At mile 11, I realized I was gaining on the first place female. I made it my goal to slowly overtake her. But as I slowly regained my lead, I started to doubt myself. I questioned if I had what it took to break that finish line tape. But I remembered the Saints and Sinners Half Marathon in February 2017, where I placed 2nd overall. If I could place second, why couldn’t I place first?
I continued to give myself positive encouragement and as we came up to the 12 mile marker, I passed her! ” I was taken by surprise when she responded with a kind and gracious “Go get it girl!”
I knew that the final mile would be difficult, but I didn’t realize just HOW challenging it would be. At that point, the downhill course leveled off and continued through a residential neighborhood. My quads were on fire while attempting to adjust to the altered elevation. I couldn’t maintain my 6:30 minute per mile pace, and dropped to 7:00. With that came a sinking feeling that I would not maintain my lead.

DIRECTIONS FOR THIS TASK: Rewrite the half-marathon passage starting at "At mile 11, I" and ending at "I place first?", substituting "aim" for "goal". The material has no connection to the half-marathon passage.

LISTING:
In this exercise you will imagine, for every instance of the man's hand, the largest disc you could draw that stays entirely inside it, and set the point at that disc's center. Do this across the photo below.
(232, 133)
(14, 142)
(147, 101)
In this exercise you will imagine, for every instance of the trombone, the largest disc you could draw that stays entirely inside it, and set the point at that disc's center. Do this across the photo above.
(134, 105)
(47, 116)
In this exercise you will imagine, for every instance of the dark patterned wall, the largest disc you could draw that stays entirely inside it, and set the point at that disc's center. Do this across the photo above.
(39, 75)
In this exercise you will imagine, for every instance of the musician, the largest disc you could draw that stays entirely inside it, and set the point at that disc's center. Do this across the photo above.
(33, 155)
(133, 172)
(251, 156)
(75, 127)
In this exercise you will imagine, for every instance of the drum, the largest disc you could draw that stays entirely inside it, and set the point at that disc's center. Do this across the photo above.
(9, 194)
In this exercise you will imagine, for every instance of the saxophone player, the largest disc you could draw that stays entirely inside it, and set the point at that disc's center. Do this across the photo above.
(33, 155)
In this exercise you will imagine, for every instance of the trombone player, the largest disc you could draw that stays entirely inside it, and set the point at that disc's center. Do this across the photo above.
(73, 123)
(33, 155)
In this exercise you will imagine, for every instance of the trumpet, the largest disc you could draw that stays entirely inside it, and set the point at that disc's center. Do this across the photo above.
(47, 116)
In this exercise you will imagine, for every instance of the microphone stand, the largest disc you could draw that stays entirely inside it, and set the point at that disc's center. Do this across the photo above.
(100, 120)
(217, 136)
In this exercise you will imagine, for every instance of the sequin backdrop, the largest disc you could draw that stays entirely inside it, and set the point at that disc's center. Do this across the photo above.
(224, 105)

RESPONSE FOR THIS EXERCISE:
At mile 11, I realized I was gaining on the first place female. I made it my aim to slowly overtake her. But as I slowly regained my lead, I started to doubt myself. I questioned if I had what it took to break that finish line tape. But I remembered the Saints and Sinners Half Marathon in February 2017, where I placed 2nd overall. If I could place second, why couldn’t I place first?